Document extract.
------------------------------

[Bug Report] ttnn.mean op - Data Mismatch #13621

chandrasekaranpradeep · 2024-10-09T04:31:34Z

Describe the bug
The ttnn.mean throws assertion error because of data mismatch between PyTorch and TTNN output and the pcc is dropped to 0.72 when the input tensor of (1, 12, 3200) and dim = -1 is passed to ttnn.mean op.
For more context, here is the exact error message

def assert_with_pcc(expected_pytorch_result, actual_pytorch_result, pcc=0.9999):
        assert list(expected_pytorch_result.shape) == list(
            actual_pytorch_result.shape
        ), f"list(expected_pytorch_result.shape)={list(expected_pytorch_result.shape)} vs list(actual_pytorch_result.shape)={list(actual_pytorch_result.shape)}"
        pcc_passed, pcc_message = comp_pcc(expected_pytorch_result, actual_pytorch_result, pcc)
>       assert pcc_passed, construct_pcc_assert_message(pcc_message, expected_pytorch_result, actual_pytorch_result)
E       AssertionError: 0.7203957195745748

To Reproduce

Run the following test:

import torch
import ttnn
from tests.ttnn.utils_for_testing import assert_with_pcc
from models.utility_functions import torch_random
def test_mean_pcc_issue(device):
    torch.manual_seed(0)

    input_shape = (1, 12, 3200)
    reduce_dim = -1
    
    torch_input_tensor = torch.rand(input_shape, dtype=torch.float32)
    torch_output_tensor = torch.mean(torch_input_tensor, dim=reduce_dim, keepdim=True, dtype=torch.float32)

    input_tensor = ttnn.from_torch(torch_input_tensor, dtype=ttnn.float32, layout=ttnn.TILE_LAYOUT, device=device)
    
    output_tensor = ttnn.mean(input_tensor, dim=reduce_dim)
    output_tensor = ttnn.to_torch(output_tensor)
    
    assert_with_pcc(torch_output_tensor, output_tensor)

Expected behavior
The data mismatch between PyTorch and TTNN output should be resolved.

------------------------------

Extracted material.
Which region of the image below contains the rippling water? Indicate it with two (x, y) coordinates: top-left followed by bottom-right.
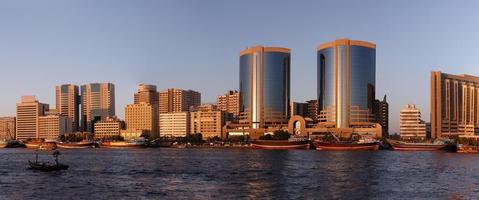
(0, 148), (479, 199)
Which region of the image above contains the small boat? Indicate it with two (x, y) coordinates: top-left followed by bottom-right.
(100, 141), (145, 148)
(251, 138), (309, 150)
(456, 144), (479, 153)
(313, 141), (379, 151)
(57, 141), (95, 149)
(28, 150), (69, 172)
(387, 139), (447, 151)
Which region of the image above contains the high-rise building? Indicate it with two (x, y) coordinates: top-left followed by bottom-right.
(81, 83), (115, 132)
(317, 39), (376, 128)
(216, 90), (240, 119)
(160, 112), (190, 137)
(240, 46), (291, 129)
(190, 107), (231, 138)
(38, 115), (73, 140)
(0, 117), (15, 141)
(56, 84), (80, 131)
(374, 95), (389, 138)
(125, 102), (159, 138)
(15, 96), (49, 140)
(94, 117), (124, 139)
(399, 105), (426, 140)
(160, 88), (201, 114)
(431, 71), (479, 138)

------------------------------

Written request A. Reproduce the passage of the ttnn.mean bug report that begins at the words "Run the following" and stops after "torch.manual_seed(0)".
Written request B. Continue the ttnn.mean bug report from its final sentence.

Final result A.
Run the following test:

import torch
import ttnn
from tests.ttnn.utils_for_testing import assert_with_pcc
from models.utility_functions import torch_random
def test_mean_pcc_issue(device):
    torch.manual_seed(0)

Final result B.
The text was updated successfully, but these errors were encountered:

sdjordjevicTT · 2024-10-25T15:51:25Z

@ntarafdar @sjameelTT can you please help me to find owners for this issue?

ntarafdar · 2024-10-29T16:16:35Z

hey @sdjordjevicTT asking around, its a reduction op who doesn't have an owner , will ask ttnn ppl and get back to you

ntarafdar · 2024-10-29T16:48:39Z

@sdjordjevicTT asked around and since there is no other owner for this, the TMs team will have to take this.
We cannot get to this until end of next week.

sdjordjevicTT · 2024-10-29T19:43:26Z

Thanks @ntarafdar for picking this up. Great, I believe that should work for us.

jvasilje · 2024-10-30T15:05:38Z

moving to a P1 issue. @sdjordjevicTT pls comment if you believe the P0 is justified.

sdjordjevicTT · 2024-10-30T15:57:25Z

@nvukobratTT can comment more about priority, but I think this issue blocks Llama 3B bring-up on the Forge side.

nvukobratTT · 2024-10-30T16:02:31Z

moving to a P1 issue. @sdjordjevicTT pls comment if you believe the P0 is justified.

Confirming what @sdjordjevicTT mentioned, this one is a blocker for the Open Llama 3B model.

Additional details can be found on the MLIR issue as well:

ttnn.mean op - Tensor Mismatch tt-mlir#869

ntarafdar · 2024-11-05T16:00:30Z

Spoke to Jasmine, and @bbradelTT is for now taking over reductions. I'm reassigning this to him.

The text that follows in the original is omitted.